Document text:

= Virtual Bartender =

Viral marketing campaign

Virtual Bartender (virtualbartender.beer.com) was a viral marketing campaign launched in 2004 by beer.com, which featured an online interactive "virtual bartender", played by Playboy model Tammy Plante. When a request, such as "pour me a beer," "dance on the bar" or "fight like a Jedi", was recognized the "virtual bartender" carried out the task before returning to her idling position to await another request. There were over 120 different actions and thousands of different words and phrases that produced a response. The company claimed that the site received over 10 million visits and 200 million page views in its first month of release.

In the spring of 2005, the campaign released a second Virtual Bartender game, featuring two models instead of one.

==History==
The site was launched on Thursday 4 November 2004 (between 9:00 p.m. and Midnight Eastern Standard Time). Ten emails were sent out to friends of beer.com from their office to beta test “Virtual Bartender”. No other form of marketing was used and there were not any links from the home page or any other sites. No search engine marketing, banner ads or offline media were used to promote the campaign.

- November 5, 2004: More than 15,000 sessions. The first “Fan Forum” appeared from the UK where young DJs talked about the commands they discovered.
- November 6: Sessions began doubling - 30,000. More “Fan Forums” appeared around the world (Holland, Italy, Japan, USA)
- November 10: Over 500,000 sessions. Still going viral - The only way to get the Virtual bartender was through forwarded emails and the increasing number of 'Fan Forums' appearing in search engines. At that point, the average length of visit was 7 minutes and page views reached 7,980,000.
- By day 28 the site had reached 10 million sessions. It continued to receive hundreds of thousands of visitors each week.

Virtual Bartender won 'Best Interactive Viral' at the 2004 Viral Awards. The creative director of the campaign was Rick Brown.

By 2008, the site was no longer active.

==Beer.com==
The url "beer.com" was bought in 1998 for $80,000 by domain speculators Andrew Miller and Michael "Zappy" Zapolin, operating as the "Internet Real Estate Group". They reportedly "built an audience for the site by giving out free e-mail addresses and having fans rate different brews," but the real pay day came when they sold it for $7 million to mega-brewer Interbrew less than a year later.

The "Beer.com" which came up with the Virtual Bartender then came online (in 1999), with Interbrew executive Rocco Rossi named president, and was touted as an online community directed to males age 18-34.

Stored items
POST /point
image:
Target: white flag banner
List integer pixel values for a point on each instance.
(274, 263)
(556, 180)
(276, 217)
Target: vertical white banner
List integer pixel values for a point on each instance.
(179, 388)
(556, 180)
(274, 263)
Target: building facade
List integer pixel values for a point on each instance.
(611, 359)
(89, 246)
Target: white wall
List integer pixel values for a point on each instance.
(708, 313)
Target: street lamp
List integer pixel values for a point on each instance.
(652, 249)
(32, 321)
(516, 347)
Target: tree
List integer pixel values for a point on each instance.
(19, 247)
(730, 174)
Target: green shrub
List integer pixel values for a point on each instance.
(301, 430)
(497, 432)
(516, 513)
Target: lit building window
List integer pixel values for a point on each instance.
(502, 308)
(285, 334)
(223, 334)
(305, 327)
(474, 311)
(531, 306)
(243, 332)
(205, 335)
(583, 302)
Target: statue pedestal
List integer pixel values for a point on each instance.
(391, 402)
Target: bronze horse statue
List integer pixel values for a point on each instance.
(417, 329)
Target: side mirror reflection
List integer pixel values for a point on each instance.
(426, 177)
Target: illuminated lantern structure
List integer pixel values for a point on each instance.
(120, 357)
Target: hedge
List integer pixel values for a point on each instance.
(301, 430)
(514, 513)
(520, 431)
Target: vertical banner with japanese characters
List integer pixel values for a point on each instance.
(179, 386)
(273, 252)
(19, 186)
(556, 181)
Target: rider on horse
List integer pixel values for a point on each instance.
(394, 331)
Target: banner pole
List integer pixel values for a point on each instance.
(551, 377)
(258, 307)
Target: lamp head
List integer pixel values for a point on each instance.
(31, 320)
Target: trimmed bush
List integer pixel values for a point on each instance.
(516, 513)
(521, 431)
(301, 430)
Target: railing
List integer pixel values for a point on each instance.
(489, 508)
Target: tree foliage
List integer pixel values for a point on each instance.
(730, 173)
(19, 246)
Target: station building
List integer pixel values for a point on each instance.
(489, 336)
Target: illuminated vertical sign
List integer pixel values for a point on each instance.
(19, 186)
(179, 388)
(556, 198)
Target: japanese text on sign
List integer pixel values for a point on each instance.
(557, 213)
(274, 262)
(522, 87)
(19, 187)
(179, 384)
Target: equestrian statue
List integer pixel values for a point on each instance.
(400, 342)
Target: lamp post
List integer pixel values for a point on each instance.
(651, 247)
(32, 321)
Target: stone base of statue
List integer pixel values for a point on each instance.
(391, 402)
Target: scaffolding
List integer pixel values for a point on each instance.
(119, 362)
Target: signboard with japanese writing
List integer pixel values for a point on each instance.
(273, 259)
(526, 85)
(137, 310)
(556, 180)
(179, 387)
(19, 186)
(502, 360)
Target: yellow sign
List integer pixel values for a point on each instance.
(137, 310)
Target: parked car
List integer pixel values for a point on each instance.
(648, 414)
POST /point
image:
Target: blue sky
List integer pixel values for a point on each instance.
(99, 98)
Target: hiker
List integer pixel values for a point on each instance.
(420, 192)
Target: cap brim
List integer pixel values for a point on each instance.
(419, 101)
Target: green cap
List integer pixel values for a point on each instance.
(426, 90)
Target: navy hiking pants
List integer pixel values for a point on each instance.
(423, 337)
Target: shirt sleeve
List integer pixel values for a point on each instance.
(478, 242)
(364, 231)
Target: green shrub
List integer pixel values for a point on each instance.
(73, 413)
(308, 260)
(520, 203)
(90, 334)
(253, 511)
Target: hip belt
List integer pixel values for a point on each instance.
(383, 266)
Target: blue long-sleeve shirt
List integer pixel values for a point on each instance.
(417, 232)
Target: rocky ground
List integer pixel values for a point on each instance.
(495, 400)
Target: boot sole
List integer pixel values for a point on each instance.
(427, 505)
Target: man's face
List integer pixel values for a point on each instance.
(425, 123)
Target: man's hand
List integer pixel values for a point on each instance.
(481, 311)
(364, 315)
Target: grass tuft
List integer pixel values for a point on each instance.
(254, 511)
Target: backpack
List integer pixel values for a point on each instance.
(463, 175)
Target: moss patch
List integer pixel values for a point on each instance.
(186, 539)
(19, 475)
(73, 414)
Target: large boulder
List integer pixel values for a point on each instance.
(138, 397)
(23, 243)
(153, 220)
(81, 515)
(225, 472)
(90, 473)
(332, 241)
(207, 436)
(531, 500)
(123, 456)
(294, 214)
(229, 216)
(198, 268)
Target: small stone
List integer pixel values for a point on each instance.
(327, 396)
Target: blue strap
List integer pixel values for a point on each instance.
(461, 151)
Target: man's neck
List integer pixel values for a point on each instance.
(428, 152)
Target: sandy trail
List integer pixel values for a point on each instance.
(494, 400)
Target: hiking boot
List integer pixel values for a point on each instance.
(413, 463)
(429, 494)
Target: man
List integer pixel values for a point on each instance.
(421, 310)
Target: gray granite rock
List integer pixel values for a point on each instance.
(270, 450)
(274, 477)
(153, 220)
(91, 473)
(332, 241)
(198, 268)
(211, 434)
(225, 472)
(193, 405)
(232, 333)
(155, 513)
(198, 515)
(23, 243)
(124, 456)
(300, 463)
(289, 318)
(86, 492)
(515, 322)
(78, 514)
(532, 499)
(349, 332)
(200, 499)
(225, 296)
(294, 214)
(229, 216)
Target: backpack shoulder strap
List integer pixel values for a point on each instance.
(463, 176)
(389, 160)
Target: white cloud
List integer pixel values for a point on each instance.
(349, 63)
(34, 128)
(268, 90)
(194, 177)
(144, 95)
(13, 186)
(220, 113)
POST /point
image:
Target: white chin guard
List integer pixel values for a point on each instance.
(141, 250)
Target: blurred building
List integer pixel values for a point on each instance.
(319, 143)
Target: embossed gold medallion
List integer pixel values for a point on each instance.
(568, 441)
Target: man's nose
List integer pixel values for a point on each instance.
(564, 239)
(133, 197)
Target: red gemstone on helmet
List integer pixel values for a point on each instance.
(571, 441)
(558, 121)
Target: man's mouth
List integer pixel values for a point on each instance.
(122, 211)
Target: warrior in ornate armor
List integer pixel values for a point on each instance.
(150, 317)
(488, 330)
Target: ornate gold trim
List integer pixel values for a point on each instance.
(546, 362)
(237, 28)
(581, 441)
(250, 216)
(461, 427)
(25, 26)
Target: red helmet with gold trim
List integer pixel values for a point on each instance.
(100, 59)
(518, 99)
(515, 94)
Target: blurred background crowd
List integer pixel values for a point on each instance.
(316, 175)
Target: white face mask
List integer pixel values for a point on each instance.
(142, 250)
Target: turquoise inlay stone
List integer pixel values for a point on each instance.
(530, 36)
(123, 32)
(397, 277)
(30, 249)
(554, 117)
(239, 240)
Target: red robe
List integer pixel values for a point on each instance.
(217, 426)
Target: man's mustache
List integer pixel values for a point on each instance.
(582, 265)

Explore the material:
1. In the Virtual Bartender article, who was the creative director of the campaign?
2. Name every country or region where, according to the Virtual Bartender article, "Fan Forums" appeared.
3. Write out the passage of the Virtual Bartender article that begins with the words containing "- November 5, 2004: More" and ends with "visitors each week.".

Completed exercise:
1. Rick Brown

2. UK, Holland, Italy, Japan, USA

3.
- November 5, 2004: More than 15,000 sessions. The first “Fan Forum” appeared from the UK where young DJs talked about the commands they discovered.
- November 6: Sessions began doubling - 30,000. More “Fan Forums” appeared around the world (Holland, Italy, Japan, USA)
- November 10: Over 500,000 sessions. Still going viral - The only way to get the Virtual bartender was through forwarded emails and the increasing number of 'Fan Forums' appearing in search engines. At that point, the average length of visit was 7 minutes and page views reached 7,980,000.
- By day 28 the site had reached 10 million sessions. It continued to receive hundreds of thousands of visitors each week.